──────── Provided passage ────────

The Chinese Government will enhance monitoring of drinking water sources, control poisonous contaminants and step up early warning mechanisms to ensure drinking water safety, an environmental official told an ecological forum that concluded on Sunday.
Ling Jiang, deputy director of the pollution prevention department under the Ministry of Environmental Protection, said that although 95.3 percent of the monitored drinking water sources in 113 major cities across China met national standards last year, people should not be too optimistic about the situation.
China has no special national standards to monitor drinking water sources, according to Ling.
The figures were obtained from 387 drinking water sources in the 113 cities and by testing only about 20 indicators based on surface water standards. "Some harmful and poisonous contaminants for drinking water were not included," he said.
"We can not conclude that the water sources are of good quality only because these routine indicators meet the criteria," Ling said.
Aside from setting down national standards, the ministry plans to expand monitoring points and include more indicators in the future, according to Ling.
The ministry also plans to take measures to get a more clear view of the quantity and quality of the country's underground water and set up a sound pollution prevention mechanism for underground water within five years, he said.
Ling said the government aims to enhance control of poisonous contaminants from sources of pollution, especially the chemical industry, which has seriously threatened drinking water sources.
"It, however, will be extremely difficult for the government to trace and monitor chemical products from production, transportation to usage," he said.
Last month, the country's supreme court and procuratorate jointly issued a new judicial explanation aimed at easing difficulties in investigating environmental pollution cases and convicting polluters.
Discharging, dumping or treating radioactive waste or waste containing infectious disease pathogens or toxic substances into sources of drinking water and nature reserves will be considered crimes of polluting the environment, according to the document.

────────

Tasks:
#1 In the article on China's drinking water safety, how many drinking water sources in the 113 cities supplied the figures?
#2 Decide whether each statement agrees with the article on China's drinking water safety: (a) China has special national standards for monitoring drinking water sources. (b) About 20 indicators based on surface water standards were tested. (c) The ministry plans to set up a pollution prevention mechanism for underground water within ten years.
#3 Pick up the article on China's drinking water safety after its last sentence and keep writing it.

──────── Extracted information ────────

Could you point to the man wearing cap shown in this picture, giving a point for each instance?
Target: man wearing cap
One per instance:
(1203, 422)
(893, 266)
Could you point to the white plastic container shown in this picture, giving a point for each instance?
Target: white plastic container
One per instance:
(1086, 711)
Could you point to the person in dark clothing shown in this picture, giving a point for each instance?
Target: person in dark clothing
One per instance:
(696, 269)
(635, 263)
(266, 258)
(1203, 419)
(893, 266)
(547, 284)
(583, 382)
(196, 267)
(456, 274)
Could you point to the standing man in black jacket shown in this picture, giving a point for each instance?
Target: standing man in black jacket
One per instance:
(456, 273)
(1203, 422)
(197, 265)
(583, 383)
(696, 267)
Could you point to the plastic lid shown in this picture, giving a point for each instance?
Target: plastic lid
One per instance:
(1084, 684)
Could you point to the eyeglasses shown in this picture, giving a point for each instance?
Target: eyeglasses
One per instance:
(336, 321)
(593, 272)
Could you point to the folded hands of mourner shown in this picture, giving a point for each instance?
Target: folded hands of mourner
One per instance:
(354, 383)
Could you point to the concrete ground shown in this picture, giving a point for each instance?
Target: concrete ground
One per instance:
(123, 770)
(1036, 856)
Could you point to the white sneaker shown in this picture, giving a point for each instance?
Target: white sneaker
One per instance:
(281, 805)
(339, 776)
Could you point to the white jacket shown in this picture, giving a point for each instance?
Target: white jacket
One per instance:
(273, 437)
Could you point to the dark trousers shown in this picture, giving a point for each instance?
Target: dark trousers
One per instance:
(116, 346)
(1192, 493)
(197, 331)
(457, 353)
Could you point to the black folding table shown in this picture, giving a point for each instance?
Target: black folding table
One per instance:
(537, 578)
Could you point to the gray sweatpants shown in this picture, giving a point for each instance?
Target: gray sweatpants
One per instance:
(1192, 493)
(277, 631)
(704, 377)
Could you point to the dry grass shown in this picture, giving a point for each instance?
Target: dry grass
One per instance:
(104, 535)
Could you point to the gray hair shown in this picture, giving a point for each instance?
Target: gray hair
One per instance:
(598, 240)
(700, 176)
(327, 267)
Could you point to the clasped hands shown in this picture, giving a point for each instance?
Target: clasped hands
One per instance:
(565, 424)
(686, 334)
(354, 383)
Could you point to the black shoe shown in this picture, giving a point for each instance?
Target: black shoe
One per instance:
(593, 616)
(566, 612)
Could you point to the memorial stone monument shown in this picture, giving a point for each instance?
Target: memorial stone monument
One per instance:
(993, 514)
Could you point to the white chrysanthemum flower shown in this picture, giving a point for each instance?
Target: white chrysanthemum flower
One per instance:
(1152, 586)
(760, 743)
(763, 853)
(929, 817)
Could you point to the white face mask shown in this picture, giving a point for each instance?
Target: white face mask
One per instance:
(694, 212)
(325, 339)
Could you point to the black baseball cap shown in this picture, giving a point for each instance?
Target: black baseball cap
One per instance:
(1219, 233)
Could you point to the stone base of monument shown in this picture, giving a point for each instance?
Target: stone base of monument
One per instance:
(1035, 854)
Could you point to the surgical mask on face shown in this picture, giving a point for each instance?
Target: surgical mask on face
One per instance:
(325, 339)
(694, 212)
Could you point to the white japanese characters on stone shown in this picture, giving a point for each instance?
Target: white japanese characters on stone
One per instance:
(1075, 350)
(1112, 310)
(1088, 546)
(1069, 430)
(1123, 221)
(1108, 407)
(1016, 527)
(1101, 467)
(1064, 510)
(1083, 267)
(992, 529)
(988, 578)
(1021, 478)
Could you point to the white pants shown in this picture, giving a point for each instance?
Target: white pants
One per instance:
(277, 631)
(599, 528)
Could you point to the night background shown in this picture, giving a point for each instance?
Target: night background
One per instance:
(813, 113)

────────

Answers to this exercise:
#1 387 drinking water sources.

#2
(a) No: "China has no special national standards to monitor drinking water sources"
(b) Yes: "by testing only about 20 indicators based on surface water standards"
(c) No: "set up a sound pollution prevention mechanism for underground water within five years"

#3
"Compared with administrative punishment, the judicial document will increase the costs of environmental pollution, which was previously believed to have been too low to curb polluting activities," Ling said.
The outlook on the quality of China's water sources is "far from optimistic," according to a report released by the Ministry of Environmental Protection last month.
The quality of underground water in 57.3 percent of the 4,929 monitoring points in 198 cities around the country is "relatively poor" or "extremely poor." In addition, the resources in about 30 percent of water monitoring points in major rivers was of poor quality, according to the country's surface water standards.
Environmental pollution scares have popped up across China in recent years.
In March, thousands of pig carcasses were discovered in the Huangpu River, which provides 22 percent of Shanghai's tap water. The incident raised significant concerns, despite local authorities' attempts to reassure local residents about the safety of the water.
Liu Changming, a hydro-engineer and academician with the Chinese Academy of Sciences, said Chinese cities are facing an imbalance in water supply and demand, expanding pollution and excessive use of underground water after about three decades of urbanization.
The government should intensify management and control of water, remedy nonpoint source pollution, allocate water supplies in a more scientific and rational way, and selectively develop water supply sources, he said.